Written instruction 1:
Answer these questions about the tangent space excerpt:
(a) What does the excerpt call the K. delta?
(b) What other name is sometimes given to the differential df?
(c) What replaces the arbitrary function f to give dx^j(v)=v(x^j)?

Source excerpt:
⟨

Yes the K. delta is a tensor - its called a "numerical tensor", rather special case.

Anyway, from the above, the following is immediate...

If I accept these differential operators as a basis for T_mM then I can write an arbitrary tangent vector as v=\sum\nolimits_{j=1}^n \alpha^j \frac{\partial}{\partial x^j} so that

v(x^j) = \alpha^j which is unique to this vector.

Anyway.....

Suppose the point m \in M and space C_m^{\infty} of all smooth functions  M \to \mathbb{R} at m.

Recall I defined the tangent space at m as space of mappings T_mM:C_m^{\infty} \to \mathbb{R} so that v(f) \in \mathbb{R}

For the mapping f:M \to \mathbb{R} I now define the differential df:T_mM \to \mathbb{R}. This is sometimes called the pushforward - see my post http://www.sciencefo...ng-and-dualing/

I insist on a numerical identity df(v)= v(f) for some f \in C_m^{\infty} and and any v \in T_mM

To see why we care, let me replace the arbitrary function f by the coordinate functions x^j so that dx^j(v)=v(x^j)

I now replace the vector v \in T_mM by the basis vectors \frac{\partial}{\partial x^k} so that

dx^j(\frac{\partial}{\partial x^k})=\frac{\partial}{\partial x^k}(x^j)

⟩

Available records:
⟨

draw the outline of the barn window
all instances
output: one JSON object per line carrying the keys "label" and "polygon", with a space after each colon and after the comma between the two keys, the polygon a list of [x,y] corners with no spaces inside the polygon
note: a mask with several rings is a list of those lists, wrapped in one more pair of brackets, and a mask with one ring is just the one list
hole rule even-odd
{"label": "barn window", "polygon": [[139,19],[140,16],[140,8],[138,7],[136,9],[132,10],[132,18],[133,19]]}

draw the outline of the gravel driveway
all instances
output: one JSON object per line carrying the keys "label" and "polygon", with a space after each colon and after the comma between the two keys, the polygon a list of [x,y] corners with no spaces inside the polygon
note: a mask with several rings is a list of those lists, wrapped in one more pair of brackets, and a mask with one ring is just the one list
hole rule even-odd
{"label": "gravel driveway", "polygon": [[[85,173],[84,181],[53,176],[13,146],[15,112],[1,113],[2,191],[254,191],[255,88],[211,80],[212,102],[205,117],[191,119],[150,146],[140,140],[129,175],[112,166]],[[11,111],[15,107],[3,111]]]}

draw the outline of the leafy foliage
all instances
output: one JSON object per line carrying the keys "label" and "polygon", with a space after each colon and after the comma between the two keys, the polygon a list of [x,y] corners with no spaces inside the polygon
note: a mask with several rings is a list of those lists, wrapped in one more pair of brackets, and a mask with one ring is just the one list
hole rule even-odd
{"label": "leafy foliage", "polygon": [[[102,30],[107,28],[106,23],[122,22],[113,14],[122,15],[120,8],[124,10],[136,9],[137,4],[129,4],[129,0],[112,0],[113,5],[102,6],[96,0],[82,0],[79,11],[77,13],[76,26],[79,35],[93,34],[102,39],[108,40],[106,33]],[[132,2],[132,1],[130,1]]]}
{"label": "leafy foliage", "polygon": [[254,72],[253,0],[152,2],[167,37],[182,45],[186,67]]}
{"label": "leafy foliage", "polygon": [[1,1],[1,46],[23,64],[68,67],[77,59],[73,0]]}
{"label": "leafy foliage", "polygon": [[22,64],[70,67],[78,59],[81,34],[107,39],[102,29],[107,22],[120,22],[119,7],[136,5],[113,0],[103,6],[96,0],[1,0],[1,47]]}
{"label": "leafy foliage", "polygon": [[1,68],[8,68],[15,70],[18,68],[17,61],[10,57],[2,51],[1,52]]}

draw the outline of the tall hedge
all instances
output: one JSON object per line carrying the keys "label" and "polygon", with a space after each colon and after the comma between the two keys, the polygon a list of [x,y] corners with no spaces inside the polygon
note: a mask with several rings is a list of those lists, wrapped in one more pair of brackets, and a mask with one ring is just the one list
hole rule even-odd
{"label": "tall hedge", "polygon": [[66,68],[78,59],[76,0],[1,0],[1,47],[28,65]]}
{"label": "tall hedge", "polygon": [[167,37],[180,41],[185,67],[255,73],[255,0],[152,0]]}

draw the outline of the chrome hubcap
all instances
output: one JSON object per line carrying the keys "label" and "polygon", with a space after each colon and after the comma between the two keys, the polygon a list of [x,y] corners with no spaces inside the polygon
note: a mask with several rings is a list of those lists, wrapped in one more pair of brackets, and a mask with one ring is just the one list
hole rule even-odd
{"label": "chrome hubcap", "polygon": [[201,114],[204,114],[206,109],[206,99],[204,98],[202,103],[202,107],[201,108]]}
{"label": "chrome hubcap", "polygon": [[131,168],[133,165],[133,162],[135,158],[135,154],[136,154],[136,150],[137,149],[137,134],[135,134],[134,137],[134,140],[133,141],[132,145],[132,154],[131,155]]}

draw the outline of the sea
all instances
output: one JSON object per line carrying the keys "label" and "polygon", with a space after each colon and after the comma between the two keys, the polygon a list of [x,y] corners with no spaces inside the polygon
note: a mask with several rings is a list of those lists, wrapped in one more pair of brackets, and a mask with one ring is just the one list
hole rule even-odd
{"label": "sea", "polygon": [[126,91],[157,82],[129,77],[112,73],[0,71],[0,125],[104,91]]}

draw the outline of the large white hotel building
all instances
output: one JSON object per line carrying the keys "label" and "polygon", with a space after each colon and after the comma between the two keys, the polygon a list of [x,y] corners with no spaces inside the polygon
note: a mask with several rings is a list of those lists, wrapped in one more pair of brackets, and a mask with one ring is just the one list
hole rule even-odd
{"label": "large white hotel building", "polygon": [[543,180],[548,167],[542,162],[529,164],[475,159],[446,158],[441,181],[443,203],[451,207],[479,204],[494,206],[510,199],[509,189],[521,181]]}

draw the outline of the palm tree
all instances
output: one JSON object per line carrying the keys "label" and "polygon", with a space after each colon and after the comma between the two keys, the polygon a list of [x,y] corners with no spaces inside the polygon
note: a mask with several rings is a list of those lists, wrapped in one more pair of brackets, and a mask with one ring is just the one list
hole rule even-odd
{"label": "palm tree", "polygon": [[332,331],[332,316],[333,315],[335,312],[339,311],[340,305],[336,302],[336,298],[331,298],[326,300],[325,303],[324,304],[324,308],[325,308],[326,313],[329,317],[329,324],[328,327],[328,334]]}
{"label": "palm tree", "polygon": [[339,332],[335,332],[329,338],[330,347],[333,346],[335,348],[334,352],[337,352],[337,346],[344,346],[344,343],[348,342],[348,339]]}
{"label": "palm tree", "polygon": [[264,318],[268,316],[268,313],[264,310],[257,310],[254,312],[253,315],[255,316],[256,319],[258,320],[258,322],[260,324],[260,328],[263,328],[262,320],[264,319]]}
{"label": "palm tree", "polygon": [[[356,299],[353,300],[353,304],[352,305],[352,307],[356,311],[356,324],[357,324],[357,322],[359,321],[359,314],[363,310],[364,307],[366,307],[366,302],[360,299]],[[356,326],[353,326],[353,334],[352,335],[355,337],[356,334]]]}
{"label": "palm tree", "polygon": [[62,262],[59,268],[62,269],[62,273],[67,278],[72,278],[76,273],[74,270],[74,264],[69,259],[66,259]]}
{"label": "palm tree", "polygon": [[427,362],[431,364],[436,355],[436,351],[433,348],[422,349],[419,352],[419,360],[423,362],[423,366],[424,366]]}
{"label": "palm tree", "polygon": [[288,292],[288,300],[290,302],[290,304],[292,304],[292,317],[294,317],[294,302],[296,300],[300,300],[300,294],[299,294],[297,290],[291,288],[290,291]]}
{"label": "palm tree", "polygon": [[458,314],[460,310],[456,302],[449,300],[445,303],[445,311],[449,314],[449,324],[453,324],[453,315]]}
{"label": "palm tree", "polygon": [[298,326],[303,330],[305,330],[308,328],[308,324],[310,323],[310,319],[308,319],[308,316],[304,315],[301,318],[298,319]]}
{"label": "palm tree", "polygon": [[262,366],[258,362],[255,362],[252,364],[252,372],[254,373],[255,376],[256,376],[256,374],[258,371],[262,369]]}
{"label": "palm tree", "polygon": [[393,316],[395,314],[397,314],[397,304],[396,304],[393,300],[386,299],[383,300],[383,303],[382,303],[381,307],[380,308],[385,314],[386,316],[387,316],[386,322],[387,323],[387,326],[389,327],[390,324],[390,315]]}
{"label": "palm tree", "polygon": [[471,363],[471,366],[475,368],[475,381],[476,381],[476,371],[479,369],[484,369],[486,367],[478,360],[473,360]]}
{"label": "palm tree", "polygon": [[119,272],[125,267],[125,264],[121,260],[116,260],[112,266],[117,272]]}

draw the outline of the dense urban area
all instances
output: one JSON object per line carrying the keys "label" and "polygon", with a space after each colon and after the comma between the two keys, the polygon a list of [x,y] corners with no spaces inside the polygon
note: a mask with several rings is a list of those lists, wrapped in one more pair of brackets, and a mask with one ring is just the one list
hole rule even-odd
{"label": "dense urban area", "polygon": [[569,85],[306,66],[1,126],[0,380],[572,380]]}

⟩

Written instruction 2: Reproduce the listing word for word, from the line containing "draw the outline of the dense urban area" down through the final line of the listing, with both ends included.

Task output 1:
(a) A "numerical tensor," a rather special case.
(b) The pushforward.
(c) The coordinate functions x^j.

Task output 2:
draw the outline of the dense urban area
all instances
output: one JSON object per line carrying the keys "label" and "polygon", with a space after each colon and after the comma between the two keys, the polygon a list of [x,y] corners with no spaces inside the polygon
note: a mask with several rings is a list of those lists, wrapped in one more pair of brackets, and a mask with one ring is just the one list
hole rule even-odd
{"label": "dense urban area", "polygon": [[569,85],[306,66],[1,126],[0,380],[572,380]]}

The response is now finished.